Could you write out the material again, starting at its beginning and going through the line with "positive clicks: (560, 276)", switching "rough mask" to "coarse mask" and keeping everything else unchanged? Leave the pictures out.

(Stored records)

↓↓↓

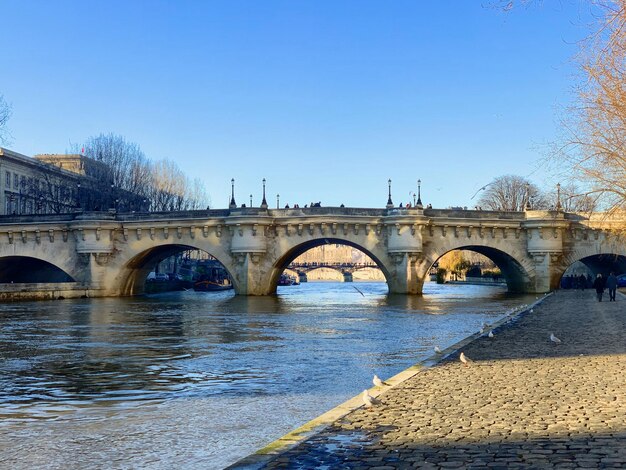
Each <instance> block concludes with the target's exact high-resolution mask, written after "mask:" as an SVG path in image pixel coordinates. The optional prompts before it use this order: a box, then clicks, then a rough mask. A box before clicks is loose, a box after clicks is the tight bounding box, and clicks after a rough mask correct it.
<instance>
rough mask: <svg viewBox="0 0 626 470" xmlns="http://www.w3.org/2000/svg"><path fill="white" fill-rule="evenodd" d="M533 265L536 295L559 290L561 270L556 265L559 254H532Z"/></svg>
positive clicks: (560, 276)
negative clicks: (553, 290)
mask: <svg viewBox="0 0 626 470" xmlns="http://www.w3.org/2000/svg"><path fill="white" fill-rule="evenodd" d="M531 256H532V259H533V262H534V264H535V285H534V292H535V293H537V294H540V293H544V292H550V291H551V290H554V289H558V288H559V282H560V279H561V274H562V269H560V266H558V265H557V263H558V260H559V258H560V254H559V253H546V252H543V253H532V254H531Z"/></svg>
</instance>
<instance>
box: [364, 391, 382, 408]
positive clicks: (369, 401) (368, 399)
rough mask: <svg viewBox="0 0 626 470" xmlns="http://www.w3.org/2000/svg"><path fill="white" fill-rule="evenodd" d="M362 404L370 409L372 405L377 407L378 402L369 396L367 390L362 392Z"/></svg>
mask: <svg viewBox="0 0 626 470" xmlns="http://www.w3.org/2000/svg"><path fill="white" fill-rule="evenodd" d="M363 403H364V404H365V406H366V407H367V408H371V407H372V406H374V405H378V404H379V403H380V401H379V400H377V399H376V398H374V397H373V396H371V395H370V394H369V392H368V391H367V390H363Z"/></svg>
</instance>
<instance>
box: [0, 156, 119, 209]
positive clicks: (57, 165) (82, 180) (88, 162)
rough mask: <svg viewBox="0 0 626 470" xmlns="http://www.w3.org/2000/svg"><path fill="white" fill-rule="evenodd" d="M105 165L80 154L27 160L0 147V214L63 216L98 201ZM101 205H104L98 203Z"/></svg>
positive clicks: (35, 156) (26, 157)
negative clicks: (97, 199) (49, 215)
mask: <svg viewBox="0 0 626 470" xmlns="http://www.w3.org/2000/svg"><path fill="white" fill-rule="evenodd" d="M106 174H107V171H106V165H103V164H102V163H100V162H97V161H95V160H93V159H90V158H88V157H85V156H84V155H37V156H35V158H31V157H27V156H26V155H22V154H19V153H17V152H14V151H12V150H8V149H5V148H1V147H0V215H29V214H63V213H69V212H73V211H76V210H81V209H82V208H86V209H92V207H87V206H88V205H90V206H93V205H94V204H93V202H94V201H95V200H96V199H98V198H102V197H103V196H102V192H101V191H98V190H97V188H98V187H99V186H102V185H103V183H104V184H105V185H106V184H107V182H106ZM101 205H105V204H101Z"/></svg>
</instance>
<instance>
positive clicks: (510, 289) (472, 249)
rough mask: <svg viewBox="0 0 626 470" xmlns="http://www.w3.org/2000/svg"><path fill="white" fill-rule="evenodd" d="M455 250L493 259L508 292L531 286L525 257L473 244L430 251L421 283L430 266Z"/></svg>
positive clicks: (493, 260) (528, 271)
mask: <svg viewBox="0 0 626 470" xmlns="http://www.w3.org/2000/svg"><path fill="white" fill-rule="evenodd" d="M457 250H468V251H473V252H476V253H479V254H481V255H483V256H485V257H487V258H489V259H490V260H491V261H493V262H494V263H495V265H496V266H497V267H498V268H499V269H500V271H501V272H502V277H504V279H505V281H506V284H507V288H508V290H509V292H519V293H521V292H527V291H528V290H529V288H530V286H532V276H531V270H530V269H529V268H530V266H529V263H528V261H527V260H526V259H525V258H522V257H519V256H516V254H515V253H510V252H508V251H505V250H503V249H501V248H494V247H491V246H485V245H473V244H469V245H460V246H457V247H453V248H448V249H447V250H446V251H443V250H442V251H437V252H433V253H430V254H429V255H428V256H427V257H426V266H427V269H426V271H425V273H424V275H423V276H422V277H421V282H422V285H423V282H424V281H425V279H426V276H427V275H428V273H429V272H430V269H431V268H432V266H433V265H434V264H435V263H436V262H437V261H438V260H439V259H440V258H441V257H442V256H443V255H445V254H446V253H450V252H452V251H457ZM520 258H521V259H520ZM420 291H421V288H420Z"/></svg>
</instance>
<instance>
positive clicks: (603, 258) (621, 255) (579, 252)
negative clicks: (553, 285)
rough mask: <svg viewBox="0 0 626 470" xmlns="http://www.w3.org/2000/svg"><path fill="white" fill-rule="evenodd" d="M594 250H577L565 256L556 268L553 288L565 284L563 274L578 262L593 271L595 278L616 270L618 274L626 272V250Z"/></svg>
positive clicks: (564, 256) (621, 273) (589, 269)
mask: <svg viewBox="0 0 626 470" xmlns="http://www.w3.org/2000/svg"><path fill="white" fill-rule="evenodd" d="M593 251H594V250H590V249H586V250H577V251H575V252H572V253H570V254H568V255H567V256H564V257H563V260H562V262H561V263H560V264H559V266H558V268H557V269H556V273H555V274H556V275H555V279H554V281H553V283H554V286H553V288H555V289H556V288H559V287H562V286H563V276H565V274H566V273H567V271H568V269H569V268H570V267H572V266H573V265H574V264H575V263H576V262H581V263H583V264H584V265H585V266H586V267H587V269H589V271H591V273H592V275H593V277H594V278H595V277H596V275H597V274H602V275H603V276H606V275H608V274H609V273H611V272H614V273H615V274H616V275H619V274H624V273H626V250H614V251H609V250H608V249H605V250H598V251H601V252H600V253H594V252H593Z"/></svg>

↑↑↑

» **Reply**:
Each <instance> block concludes with the target's exact high-resolution mask, written after "mask:" as an SVG path in image pixel coordinates. The optional prompts before it use this order: a box, then clicks, then a coarse mask. A box before clicks is loose, a box after clicks is the tight bounding box, and clicks after a coarse mask correct it.
<instance>
coarse mask: <svg viewBox="0 0 626 470" xmlns="http://www.w3.org/2000/svg"><path fill="white" fill-rule="evenodd" d="M533 265L536 295L559 290L561 270L556 265L559 254H532Z"/></svg>
positive clicks: (560, 276)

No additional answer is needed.